RECORDS SUPPLIED:
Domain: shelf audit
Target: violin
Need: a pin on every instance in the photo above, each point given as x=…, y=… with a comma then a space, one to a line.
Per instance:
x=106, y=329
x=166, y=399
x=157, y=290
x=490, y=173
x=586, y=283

WORK TO COMPLETE:
Rewrite the items above, swapping "shelf audit" for "inventory count" and keeping every other line unchanged.

RESPONSE TO THIS TASK:
Domain: inventory count
Target: violin
Need: a pin on every instance in the photo above, each point given as x=…, y=… with a comma then a space, one to a line.
Per instance:
x=106, y=329
x=166, y=399
x=157, y=290
x=490, y=173
x=586, y=283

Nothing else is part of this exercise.